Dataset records
+++

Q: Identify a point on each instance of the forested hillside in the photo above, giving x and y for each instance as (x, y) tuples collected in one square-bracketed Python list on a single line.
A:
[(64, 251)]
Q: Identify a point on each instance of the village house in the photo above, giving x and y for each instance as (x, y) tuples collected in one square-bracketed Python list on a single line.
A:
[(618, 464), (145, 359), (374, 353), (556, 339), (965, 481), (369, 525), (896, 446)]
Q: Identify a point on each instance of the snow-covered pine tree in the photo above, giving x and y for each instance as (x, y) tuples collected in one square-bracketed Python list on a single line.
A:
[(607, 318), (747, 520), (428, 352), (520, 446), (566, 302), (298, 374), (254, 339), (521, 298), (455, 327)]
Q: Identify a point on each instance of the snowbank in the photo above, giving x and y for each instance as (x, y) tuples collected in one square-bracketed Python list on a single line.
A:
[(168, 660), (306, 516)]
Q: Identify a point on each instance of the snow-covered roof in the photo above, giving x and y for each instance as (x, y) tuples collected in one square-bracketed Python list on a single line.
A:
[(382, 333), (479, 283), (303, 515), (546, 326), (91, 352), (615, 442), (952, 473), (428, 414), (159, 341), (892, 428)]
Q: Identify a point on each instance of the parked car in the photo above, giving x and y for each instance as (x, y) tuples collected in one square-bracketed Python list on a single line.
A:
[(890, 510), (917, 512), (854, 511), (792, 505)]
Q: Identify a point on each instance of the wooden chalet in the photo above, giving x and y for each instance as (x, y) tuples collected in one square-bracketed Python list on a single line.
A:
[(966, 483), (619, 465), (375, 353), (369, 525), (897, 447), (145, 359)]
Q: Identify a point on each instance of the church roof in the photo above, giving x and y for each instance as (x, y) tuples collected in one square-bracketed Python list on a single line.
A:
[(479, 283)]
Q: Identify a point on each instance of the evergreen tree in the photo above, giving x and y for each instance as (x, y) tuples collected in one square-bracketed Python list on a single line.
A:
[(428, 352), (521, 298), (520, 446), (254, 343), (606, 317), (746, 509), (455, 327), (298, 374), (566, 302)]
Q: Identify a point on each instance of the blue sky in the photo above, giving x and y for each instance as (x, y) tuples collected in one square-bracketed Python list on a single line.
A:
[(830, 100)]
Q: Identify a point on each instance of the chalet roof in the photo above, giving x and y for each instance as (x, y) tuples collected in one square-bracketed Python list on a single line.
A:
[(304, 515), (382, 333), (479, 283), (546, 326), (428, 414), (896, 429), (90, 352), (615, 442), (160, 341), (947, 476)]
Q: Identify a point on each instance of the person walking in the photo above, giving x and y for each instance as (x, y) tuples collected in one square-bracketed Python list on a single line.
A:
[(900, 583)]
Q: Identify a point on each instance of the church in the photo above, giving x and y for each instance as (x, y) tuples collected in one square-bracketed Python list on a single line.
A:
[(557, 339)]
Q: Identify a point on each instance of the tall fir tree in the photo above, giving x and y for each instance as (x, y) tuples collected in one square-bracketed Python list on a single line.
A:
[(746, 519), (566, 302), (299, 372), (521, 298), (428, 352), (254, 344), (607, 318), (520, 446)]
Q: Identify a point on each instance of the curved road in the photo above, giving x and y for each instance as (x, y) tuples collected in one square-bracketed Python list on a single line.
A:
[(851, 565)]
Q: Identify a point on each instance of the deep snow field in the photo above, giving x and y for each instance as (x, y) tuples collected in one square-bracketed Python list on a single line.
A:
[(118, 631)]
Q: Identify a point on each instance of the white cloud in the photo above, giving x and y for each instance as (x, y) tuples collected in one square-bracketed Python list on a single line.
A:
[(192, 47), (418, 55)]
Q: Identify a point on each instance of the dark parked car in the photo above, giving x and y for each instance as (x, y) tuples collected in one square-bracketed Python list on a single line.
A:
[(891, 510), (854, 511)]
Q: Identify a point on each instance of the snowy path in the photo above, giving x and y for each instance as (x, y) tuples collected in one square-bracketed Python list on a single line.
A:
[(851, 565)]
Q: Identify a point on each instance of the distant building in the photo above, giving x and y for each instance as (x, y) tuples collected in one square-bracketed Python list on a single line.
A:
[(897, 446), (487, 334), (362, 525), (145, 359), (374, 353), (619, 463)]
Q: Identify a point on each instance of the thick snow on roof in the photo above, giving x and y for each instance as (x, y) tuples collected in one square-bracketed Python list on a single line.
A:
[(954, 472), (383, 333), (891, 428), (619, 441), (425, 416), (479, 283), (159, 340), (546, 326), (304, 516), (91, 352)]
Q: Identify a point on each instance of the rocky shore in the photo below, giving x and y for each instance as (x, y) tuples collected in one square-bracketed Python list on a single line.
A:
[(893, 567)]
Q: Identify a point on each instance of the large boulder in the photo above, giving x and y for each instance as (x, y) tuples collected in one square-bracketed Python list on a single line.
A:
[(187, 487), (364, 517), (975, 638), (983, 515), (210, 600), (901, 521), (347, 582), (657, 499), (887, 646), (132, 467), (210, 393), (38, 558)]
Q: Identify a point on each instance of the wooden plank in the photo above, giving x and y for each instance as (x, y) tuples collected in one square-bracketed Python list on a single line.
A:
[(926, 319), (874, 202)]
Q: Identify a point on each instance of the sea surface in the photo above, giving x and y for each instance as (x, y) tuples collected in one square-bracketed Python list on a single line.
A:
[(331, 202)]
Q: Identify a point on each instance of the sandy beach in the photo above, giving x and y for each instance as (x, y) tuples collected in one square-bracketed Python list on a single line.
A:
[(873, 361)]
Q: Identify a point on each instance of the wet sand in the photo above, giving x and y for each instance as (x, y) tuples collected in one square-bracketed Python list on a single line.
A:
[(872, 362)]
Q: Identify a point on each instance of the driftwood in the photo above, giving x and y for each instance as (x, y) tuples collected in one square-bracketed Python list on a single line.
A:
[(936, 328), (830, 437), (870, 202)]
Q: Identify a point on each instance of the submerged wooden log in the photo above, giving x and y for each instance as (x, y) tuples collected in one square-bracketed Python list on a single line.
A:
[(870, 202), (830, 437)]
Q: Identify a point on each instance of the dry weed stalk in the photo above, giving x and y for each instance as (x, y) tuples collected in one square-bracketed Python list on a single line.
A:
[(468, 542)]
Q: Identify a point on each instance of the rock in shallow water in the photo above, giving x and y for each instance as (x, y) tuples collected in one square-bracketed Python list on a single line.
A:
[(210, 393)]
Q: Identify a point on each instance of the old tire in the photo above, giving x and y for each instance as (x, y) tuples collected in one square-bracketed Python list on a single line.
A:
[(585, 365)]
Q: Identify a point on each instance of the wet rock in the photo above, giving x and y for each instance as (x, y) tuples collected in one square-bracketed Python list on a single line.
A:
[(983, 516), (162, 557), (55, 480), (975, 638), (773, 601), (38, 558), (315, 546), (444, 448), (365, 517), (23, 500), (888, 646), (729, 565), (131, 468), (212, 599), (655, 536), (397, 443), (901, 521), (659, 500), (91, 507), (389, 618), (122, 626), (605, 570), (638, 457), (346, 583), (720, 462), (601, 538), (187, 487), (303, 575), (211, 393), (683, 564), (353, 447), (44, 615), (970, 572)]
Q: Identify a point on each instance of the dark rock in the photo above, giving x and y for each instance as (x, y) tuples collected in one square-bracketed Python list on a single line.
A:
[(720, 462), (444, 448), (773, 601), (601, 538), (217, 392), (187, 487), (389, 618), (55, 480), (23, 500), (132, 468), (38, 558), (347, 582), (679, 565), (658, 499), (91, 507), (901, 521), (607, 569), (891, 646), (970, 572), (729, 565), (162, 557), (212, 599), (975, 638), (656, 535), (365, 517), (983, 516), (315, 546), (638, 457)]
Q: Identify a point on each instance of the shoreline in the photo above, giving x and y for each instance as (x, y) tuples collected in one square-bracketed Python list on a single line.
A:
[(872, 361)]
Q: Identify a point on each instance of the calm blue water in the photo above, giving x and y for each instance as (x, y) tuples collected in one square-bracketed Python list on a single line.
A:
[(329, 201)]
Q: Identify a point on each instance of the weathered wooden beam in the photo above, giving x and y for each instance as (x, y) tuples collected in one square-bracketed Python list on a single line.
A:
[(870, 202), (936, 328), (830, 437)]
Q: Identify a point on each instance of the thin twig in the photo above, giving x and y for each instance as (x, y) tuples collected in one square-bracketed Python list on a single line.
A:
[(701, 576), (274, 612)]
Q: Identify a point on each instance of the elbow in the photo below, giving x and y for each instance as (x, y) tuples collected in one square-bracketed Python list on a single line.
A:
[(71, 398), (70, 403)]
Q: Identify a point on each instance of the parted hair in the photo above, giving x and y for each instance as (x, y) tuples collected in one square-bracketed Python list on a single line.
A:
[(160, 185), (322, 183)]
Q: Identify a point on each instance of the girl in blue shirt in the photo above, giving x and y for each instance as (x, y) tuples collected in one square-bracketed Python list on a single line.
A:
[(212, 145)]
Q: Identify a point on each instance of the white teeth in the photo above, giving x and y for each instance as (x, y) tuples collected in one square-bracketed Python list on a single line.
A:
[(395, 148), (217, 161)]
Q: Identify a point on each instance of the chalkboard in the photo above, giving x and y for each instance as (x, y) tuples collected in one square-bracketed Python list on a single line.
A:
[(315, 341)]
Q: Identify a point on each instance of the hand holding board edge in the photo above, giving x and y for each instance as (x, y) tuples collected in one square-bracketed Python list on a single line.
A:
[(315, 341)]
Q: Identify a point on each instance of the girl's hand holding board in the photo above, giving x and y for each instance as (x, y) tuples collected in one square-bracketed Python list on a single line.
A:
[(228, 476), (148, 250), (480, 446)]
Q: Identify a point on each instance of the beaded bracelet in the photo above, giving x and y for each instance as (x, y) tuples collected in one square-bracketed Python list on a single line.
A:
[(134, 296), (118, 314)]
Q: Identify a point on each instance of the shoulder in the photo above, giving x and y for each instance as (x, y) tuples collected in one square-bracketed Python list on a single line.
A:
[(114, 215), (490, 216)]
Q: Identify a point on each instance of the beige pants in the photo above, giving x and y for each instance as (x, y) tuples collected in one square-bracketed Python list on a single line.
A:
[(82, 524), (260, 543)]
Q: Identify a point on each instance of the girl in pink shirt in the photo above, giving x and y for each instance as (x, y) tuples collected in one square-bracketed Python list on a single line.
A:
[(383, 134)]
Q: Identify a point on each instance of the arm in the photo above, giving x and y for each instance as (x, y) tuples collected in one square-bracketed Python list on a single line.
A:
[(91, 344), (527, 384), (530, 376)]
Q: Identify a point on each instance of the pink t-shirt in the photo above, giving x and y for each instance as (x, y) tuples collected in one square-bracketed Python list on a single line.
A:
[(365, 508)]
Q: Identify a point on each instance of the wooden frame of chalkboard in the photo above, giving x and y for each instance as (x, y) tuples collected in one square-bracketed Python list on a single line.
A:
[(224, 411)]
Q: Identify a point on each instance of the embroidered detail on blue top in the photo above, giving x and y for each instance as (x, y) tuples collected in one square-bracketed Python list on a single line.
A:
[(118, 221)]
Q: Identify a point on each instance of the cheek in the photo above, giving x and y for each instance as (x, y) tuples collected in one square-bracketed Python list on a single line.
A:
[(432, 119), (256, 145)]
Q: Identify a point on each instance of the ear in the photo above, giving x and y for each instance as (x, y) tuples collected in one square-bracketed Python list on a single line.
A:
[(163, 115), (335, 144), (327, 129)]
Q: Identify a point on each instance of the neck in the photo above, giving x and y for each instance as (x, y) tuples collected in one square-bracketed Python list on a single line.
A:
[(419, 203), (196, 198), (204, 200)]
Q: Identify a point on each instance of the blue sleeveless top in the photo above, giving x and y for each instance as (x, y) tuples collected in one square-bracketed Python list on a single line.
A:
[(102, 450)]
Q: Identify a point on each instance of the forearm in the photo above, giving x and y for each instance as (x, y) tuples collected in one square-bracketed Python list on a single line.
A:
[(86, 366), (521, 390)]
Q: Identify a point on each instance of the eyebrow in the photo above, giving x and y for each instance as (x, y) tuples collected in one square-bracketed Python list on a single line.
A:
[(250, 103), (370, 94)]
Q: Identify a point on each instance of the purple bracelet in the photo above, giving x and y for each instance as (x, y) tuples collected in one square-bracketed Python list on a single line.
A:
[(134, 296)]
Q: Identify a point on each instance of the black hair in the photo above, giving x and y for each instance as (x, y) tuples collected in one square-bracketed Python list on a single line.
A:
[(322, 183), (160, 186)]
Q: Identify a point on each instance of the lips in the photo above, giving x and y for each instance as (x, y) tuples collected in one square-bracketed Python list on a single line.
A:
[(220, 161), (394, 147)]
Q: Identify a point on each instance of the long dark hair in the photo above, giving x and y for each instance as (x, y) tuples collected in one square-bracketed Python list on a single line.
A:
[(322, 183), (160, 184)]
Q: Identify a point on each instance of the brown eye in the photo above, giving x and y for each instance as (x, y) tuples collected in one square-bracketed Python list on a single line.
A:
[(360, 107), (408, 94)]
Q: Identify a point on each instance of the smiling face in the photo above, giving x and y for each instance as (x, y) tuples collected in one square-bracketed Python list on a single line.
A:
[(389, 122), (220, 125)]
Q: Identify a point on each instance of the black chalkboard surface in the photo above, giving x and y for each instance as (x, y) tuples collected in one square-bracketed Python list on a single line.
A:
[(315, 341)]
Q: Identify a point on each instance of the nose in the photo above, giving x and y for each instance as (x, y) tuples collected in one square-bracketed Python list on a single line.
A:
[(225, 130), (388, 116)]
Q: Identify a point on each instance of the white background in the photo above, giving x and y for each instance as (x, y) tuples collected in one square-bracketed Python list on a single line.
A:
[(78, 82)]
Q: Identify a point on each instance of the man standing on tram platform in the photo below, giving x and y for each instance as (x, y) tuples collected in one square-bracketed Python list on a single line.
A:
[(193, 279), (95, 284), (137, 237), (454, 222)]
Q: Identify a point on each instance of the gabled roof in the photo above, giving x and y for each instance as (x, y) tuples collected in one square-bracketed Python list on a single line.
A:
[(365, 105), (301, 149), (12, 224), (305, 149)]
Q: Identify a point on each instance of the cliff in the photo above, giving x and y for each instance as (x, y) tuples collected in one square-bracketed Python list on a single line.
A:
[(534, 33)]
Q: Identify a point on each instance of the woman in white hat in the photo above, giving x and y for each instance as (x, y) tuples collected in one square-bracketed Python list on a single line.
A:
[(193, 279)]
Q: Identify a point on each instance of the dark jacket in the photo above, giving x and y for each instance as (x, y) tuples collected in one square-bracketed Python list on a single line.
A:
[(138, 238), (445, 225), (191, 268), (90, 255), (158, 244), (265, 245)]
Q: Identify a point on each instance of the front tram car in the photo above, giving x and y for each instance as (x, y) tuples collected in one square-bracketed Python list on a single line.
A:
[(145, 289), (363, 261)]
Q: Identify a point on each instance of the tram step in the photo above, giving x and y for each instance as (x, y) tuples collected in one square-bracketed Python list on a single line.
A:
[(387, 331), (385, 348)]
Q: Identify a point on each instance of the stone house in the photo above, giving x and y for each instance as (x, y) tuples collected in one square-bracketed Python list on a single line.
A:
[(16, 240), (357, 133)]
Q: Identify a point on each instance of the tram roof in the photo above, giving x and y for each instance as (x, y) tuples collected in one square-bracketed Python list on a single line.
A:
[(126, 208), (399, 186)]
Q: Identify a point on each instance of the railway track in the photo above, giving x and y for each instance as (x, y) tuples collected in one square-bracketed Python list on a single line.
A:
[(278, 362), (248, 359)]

+++

Problem description:
Reproduce exactly every line that sits between the start of the entries and the line bearing "Q: Identify a point on each instance of the snow-covered roof", counting both of those lines.

Solution to the exercise:
Q: Identify a point on each instance of the forested hillside in the photo above, giving x and y for each instance as (x, y) tuples collected in one square-bracketed Python list on a single line.
A:
[(64, 251)]
Q: Identify a point on each instance of the village house in the photo above, giving x and y for each instance as (x, y) tuples collected in one square-bracketed Python list on a single line.
A:
[(618, 464), (145, 359), (374, 353), (556, 339), (965, 481), (369, 525), (896, 446)]
Q: Identify a point on each instance of the snow-covered pine tree in the photo above, giving x and y for each instance as (x, y) tuples collected in one square-bracketed Python list on a single line.
A:
[(607, 318), (747, 520), (428, 352), (520, 446), (566, 302), (298, 374), (254, 339), (521, 298), (455, 327)]
Q: Identify a point on each instance of the snowbank in the photo above, giving x and y for each instance as (x, y) tuples collected in one square-bracketed Python list on a single line.
A:
[(168, 660), (306, 516)]
Q: Identify a point on each instance of the snow-covered roof in the photo above, giving x and y for each instance as (x, y) tuples collected in one square-bracketed Python list on a single line.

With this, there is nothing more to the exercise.